The court gave itself the power and no ine has stopped them yet.
6 Answers
- Spock (rhp)Lv 73 years ago
and, unless Congress and the states change the Constitution, no one will remove that power from SCOTUS.
let me ask you this -- if not SCOTUS, which body would wield that power? the President alone? Remember both Obama and Trump before you agree ...
- Anonymous3 years ago
While the U.S. Constitution does not explicitly define a power of judicial review, the authority for judicial review in the United States has been inferred from the structure, provisions, and history of the Constitution.
See
The best-known power of the Supreme Court is judicial review, or the ability of the Court to declare a Legislative or Executive act in violation of the Constitution, is not found within the text of the Constitution itself. The Court established this doctrine in the case of Marbury v. Madison (1803).
In this case, the Court had to decide whether an Act of Congress or the Constitution was the supreme law of the land. The Judiciary Act of 1789 gave the Supreme Court original jurisdiction to issue writs of mandamus (legal orders compelling government officials to act in accordance with the law). A suit was brought under this Act, but the Supreme Court noted that the Constitution did not permit the Court to have original jurisdiction in this matter. Since Article VI of the Constitution establishes the Constitution as the Supreme Law of the Land, the Court held that an Act of Congress that is contrary to the Constitution could not stand. In subsequent cases, the Court also established its authority to strike down state laws found to be in violation of the Constitution.
++++++++++++++++++++
Extend the discussion of the Supreme Court's power of judicial review, picking up after its final sentence.

▶ _Records shown_
++++++++++++++++++++
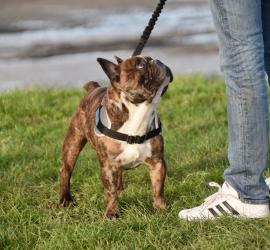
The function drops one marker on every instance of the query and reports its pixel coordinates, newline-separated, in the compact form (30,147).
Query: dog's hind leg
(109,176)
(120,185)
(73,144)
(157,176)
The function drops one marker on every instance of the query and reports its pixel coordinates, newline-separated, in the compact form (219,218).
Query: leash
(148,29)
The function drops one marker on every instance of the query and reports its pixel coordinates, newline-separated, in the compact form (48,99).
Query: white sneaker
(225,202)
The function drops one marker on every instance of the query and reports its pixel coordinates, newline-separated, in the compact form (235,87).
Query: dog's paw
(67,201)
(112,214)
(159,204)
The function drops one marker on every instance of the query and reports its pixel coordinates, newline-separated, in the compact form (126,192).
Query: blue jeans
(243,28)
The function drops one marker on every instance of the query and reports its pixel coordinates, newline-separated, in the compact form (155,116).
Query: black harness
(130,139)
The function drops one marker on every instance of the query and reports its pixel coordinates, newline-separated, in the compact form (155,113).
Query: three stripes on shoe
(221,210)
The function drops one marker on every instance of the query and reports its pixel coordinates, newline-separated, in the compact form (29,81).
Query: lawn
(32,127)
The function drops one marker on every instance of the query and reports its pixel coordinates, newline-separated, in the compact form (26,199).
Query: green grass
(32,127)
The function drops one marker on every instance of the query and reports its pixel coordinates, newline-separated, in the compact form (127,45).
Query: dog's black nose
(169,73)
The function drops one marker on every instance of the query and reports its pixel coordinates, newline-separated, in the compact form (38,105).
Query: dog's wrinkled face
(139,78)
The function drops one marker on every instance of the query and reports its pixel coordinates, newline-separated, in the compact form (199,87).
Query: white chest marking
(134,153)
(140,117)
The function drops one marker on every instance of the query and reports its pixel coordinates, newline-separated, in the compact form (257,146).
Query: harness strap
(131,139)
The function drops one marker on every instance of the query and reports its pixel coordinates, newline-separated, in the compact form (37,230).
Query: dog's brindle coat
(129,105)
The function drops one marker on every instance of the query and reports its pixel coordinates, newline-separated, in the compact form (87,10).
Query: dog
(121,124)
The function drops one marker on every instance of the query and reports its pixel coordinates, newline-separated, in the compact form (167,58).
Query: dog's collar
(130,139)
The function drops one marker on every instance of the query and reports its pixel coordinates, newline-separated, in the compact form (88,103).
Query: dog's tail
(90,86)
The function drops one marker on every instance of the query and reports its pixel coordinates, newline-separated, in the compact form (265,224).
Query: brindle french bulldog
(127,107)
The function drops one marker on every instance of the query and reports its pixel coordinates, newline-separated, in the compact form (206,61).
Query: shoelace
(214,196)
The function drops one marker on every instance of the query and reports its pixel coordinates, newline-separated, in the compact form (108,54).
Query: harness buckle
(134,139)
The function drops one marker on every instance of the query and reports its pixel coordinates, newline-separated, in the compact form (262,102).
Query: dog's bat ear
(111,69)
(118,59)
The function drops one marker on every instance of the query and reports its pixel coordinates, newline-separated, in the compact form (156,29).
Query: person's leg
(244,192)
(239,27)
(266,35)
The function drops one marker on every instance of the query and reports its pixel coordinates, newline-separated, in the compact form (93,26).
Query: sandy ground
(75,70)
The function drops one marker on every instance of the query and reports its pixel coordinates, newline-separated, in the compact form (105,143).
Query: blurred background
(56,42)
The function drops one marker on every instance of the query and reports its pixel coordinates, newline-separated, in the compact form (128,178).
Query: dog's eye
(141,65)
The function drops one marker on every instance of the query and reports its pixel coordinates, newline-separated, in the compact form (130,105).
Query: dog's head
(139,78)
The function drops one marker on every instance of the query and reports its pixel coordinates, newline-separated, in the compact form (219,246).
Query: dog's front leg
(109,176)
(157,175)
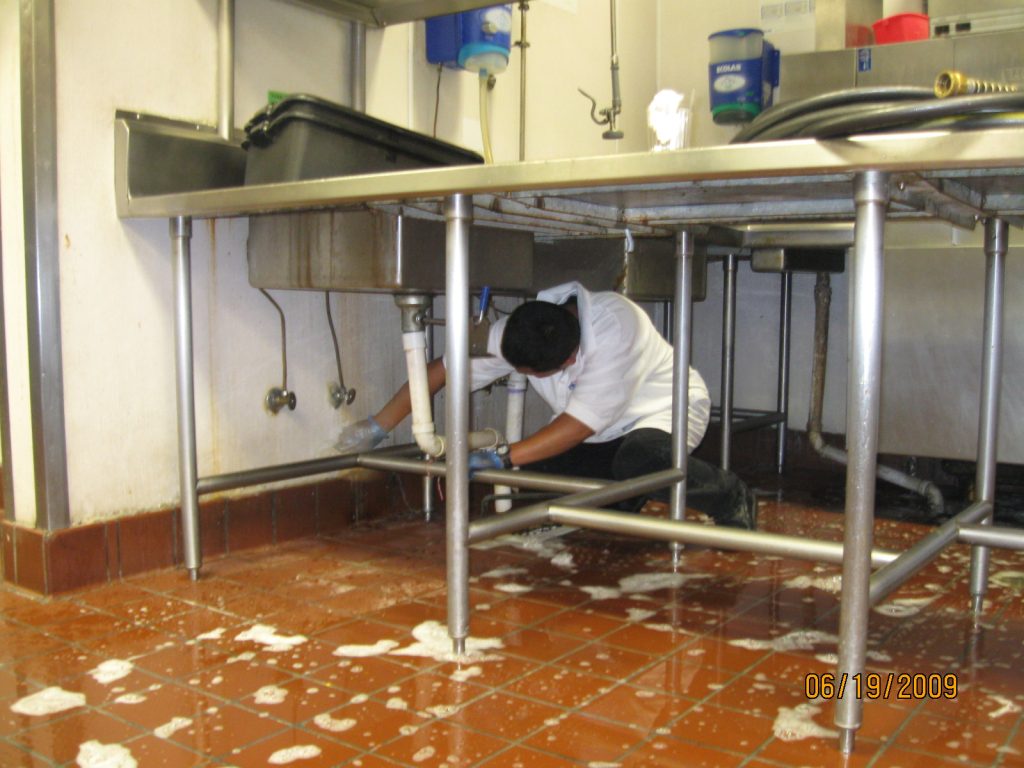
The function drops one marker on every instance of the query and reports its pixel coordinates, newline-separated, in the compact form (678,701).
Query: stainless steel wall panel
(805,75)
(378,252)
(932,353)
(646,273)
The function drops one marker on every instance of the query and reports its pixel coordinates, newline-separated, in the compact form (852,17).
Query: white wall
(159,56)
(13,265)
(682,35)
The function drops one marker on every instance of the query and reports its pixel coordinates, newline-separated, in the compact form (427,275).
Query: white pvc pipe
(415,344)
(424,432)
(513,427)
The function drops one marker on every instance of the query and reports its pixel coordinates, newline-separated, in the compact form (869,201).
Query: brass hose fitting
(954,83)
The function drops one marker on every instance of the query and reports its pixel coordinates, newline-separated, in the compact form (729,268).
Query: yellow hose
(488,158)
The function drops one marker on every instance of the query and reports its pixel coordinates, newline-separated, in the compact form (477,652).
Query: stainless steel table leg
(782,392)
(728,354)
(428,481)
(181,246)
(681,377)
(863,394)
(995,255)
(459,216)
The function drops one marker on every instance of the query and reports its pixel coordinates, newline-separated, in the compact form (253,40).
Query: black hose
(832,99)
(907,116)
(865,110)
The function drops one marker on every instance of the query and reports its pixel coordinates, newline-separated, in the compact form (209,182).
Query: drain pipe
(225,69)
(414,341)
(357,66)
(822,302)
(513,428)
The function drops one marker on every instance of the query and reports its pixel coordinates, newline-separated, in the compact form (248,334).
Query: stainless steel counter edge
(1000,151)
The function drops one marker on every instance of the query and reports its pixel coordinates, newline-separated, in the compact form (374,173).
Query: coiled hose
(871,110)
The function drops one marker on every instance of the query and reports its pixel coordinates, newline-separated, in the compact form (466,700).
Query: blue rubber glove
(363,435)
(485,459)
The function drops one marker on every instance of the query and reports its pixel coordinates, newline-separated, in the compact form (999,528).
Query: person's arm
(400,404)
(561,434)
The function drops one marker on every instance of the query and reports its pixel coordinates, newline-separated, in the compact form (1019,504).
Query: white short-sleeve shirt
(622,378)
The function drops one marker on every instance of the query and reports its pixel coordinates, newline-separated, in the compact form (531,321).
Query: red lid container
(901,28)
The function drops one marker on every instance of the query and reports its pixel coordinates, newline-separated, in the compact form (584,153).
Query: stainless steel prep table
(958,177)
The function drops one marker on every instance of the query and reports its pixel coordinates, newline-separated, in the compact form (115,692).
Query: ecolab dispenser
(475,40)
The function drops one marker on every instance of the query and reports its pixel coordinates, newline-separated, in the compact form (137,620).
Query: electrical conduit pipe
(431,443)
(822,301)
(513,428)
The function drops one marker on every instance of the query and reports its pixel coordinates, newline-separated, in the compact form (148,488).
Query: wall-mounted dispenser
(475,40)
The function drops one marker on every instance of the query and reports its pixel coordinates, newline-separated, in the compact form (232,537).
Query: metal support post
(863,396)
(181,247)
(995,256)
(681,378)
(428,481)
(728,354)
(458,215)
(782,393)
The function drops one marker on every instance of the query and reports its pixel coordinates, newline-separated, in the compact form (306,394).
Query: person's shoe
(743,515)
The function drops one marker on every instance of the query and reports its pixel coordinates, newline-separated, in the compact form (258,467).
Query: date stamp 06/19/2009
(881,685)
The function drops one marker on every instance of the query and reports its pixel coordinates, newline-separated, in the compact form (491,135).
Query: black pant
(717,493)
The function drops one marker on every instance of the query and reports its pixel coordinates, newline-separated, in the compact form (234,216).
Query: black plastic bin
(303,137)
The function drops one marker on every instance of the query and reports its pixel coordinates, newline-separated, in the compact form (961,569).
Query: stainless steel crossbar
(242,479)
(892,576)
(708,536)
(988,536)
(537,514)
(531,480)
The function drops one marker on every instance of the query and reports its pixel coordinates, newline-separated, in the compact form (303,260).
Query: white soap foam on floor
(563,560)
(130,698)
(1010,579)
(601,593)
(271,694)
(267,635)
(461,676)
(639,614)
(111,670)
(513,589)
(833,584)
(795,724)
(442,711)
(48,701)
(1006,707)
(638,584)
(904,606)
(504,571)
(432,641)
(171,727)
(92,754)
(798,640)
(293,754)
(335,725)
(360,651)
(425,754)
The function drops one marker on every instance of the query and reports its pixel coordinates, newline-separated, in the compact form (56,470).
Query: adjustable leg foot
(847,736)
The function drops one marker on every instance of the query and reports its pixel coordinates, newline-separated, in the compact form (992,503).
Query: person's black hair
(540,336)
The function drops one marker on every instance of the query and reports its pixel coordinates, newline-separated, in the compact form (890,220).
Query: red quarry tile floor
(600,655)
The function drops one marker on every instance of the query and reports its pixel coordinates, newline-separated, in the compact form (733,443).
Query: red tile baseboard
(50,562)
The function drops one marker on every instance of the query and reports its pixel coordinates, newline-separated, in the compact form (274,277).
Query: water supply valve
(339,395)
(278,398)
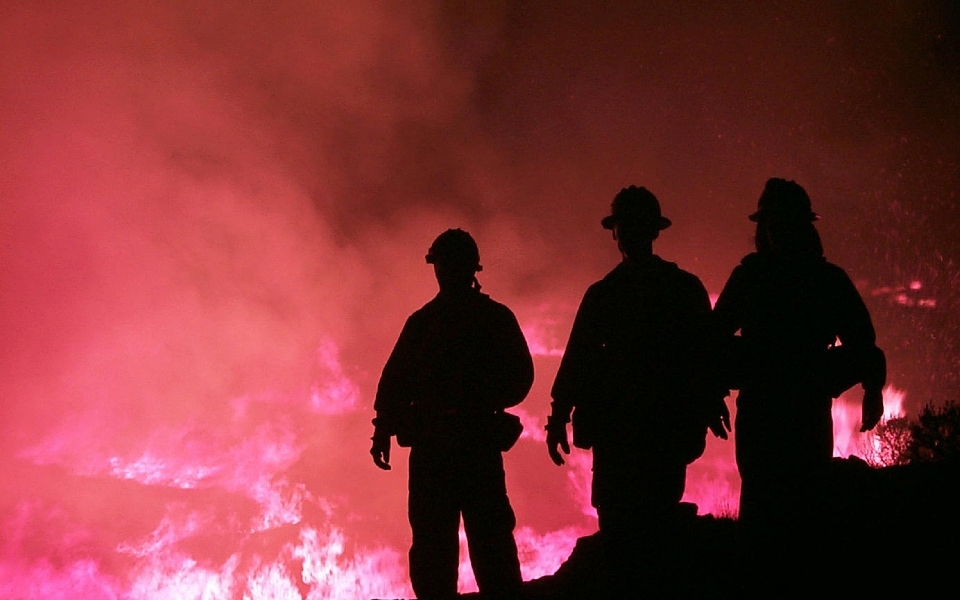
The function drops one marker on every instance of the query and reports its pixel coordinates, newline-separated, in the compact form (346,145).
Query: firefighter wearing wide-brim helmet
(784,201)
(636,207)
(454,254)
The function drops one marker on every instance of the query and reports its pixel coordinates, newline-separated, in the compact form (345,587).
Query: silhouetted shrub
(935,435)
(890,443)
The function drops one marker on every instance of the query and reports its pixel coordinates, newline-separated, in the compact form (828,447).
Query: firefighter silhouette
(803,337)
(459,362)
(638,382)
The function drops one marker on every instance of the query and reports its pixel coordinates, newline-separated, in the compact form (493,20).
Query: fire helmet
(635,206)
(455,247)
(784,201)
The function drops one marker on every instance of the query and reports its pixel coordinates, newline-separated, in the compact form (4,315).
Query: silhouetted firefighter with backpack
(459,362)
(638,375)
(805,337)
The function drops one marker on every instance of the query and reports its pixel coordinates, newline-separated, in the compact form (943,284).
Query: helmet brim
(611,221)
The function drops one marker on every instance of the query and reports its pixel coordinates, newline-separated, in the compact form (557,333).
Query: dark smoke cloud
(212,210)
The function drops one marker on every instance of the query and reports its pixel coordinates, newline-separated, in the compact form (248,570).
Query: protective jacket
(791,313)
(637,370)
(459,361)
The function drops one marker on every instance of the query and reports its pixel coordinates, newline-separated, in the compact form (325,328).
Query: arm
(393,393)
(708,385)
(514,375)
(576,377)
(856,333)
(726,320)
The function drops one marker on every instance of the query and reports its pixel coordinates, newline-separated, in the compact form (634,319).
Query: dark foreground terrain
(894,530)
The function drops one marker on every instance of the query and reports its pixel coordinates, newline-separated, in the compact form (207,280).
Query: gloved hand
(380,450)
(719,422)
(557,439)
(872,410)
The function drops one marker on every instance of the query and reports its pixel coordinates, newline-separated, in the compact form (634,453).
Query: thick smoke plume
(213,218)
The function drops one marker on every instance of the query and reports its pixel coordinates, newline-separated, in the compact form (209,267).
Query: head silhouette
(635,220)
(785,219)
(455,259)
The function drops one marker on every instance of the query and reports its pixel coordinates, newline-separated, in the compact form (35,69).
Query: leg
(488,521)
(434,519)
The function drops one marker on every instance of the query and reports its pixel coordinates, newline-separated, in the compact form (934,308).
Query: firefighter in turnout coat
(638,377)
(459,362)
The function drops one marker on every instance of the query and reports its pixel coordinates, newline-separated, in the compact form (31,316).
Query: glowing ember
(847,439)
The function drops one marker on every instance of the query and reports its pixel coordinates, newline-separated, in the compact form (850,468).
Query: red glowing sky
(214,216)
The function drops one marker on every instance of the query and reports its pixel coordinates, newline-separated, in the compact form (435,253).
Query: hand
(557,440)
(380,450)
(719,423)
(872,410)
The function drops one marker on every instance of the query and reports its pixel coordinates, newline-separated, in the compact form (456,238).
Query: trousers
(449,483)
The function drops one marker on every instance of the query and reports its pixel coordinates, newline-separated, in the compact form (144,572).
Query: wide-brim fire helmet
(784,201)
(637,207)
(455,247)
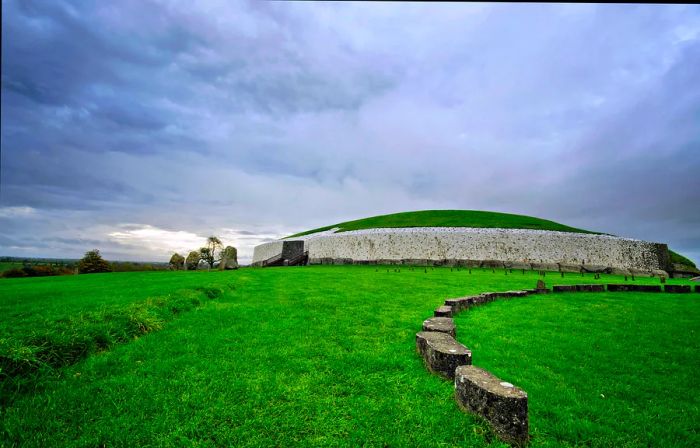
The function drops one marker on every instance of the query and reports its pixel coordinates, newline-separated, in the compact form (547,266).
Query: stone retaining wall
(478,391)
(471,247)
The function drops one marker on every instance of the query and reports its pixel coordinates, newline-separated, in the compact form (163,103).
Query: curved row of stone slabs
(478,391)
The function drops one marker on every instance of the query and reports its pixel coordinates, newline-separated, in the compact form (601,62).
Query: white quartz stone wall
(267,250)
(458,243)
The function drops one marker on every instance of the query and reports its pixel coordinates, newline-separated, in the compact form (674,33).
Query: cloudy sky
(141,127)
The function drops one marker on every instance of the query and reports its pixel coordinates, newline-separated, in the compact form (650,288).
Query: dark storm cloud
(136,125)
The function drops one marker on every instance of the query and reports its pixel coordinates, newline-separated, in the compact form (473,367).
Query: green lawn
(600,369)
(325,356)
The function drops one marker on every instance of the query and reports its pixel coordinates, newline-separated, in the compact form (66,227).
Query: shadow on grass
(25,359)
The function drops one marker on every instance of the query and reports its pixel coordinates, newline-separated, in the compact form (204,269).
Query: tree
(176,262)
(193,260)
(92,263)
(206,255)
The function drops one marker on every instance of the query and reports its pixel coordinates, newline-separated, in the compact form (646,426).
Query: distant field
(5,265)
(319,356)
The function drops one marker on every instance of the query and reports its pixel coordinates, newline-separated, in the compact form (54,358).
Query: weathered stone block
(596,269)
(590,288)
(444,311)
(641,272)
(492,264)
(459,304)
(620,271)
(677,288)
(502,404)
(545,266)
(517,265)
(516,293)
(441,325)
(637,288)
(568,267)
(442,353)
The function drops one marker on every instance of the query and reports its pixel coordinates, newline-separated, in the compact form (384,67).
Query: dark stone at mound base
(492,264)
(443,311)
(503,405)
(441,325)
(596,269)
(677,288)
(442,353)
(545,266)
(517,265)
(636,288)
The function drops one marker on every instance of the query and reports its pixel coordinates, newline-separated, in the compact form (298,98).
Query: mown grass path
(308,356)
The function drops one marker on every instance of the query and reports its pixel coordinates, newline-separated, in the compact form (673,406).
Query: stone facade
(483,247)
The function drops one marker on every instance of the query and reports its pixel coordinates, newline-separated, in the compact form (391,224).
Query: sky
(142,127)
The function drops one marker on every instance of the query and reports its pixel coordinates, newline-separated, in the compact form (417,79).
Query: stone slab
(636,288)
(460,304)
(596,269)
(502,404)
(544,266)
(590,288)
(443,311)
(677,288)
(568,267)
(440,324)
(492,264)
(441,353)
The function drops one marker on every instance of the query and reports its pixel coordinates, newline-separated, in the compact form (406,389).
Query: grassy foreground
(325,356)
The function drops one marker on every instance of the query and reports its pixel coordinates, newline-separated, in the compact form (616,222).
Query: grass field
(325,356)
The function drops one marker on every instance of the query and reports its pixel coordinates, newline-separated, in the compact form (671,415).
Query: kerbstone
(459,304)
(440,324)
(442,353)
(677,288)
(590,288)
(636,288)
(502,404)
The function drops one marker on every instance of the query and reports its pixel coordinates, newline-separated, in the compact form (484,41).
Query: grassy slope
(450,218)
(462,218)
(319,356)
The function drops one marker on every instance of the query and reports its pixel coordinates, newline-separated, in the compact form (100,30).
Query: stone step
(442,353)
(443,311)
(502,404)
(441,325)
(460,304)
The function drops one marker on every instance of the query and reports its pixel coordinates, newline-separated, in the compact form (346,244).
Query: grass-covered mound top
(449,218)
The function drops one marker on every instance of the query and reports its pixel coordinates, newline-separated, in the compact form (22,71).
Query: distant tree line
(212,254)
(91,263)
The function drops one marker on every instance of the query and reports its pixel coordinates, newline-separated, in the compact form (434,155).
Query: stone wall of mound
++++++++++++++++++++
▶ _Task result_
Before the passage of the Fourteenth Amendment (1869), the provisions of the Bill of Rights were only applicable to the federal government. After the Amendment's passage, the Supreme Court began ruling that most of its provisions were applicable to the states as well. Therefore, the Court has the final say over when a right is protected by the Constitution or when a Constitutional right is violated.
- 3 years ago
Stop whining, go back in time to Berkley 1964, smoke some pot and leave the hard stuff to us grown ups
- Anonymous3 years ago
Warnings of Jefferson and Lincoln
The Court first exercised the power of judicial review in the 1803 case of Marbury vs. Madison. The decision caused an uproar, leading Thomas Jefferson to express his deep reservations about the principle. He wrote: "To consider judges as the ultimate arbiters of all constitutional questions is a very dangerous doctrine indeed, and one which would place us under the despotism of an oligarchy. Our judges are as honest as other men, and not more so. They have, with others, the same passions for party, for power, and for privilege. But their power [is] the more dangerous, as they are in office for life, and not responsible to elective control." Jefferson cautioned that judicial review would make the Constitution nothing but "a mere thing of wax in the hands of the Judiciary, which they may twist and shape into any form they please."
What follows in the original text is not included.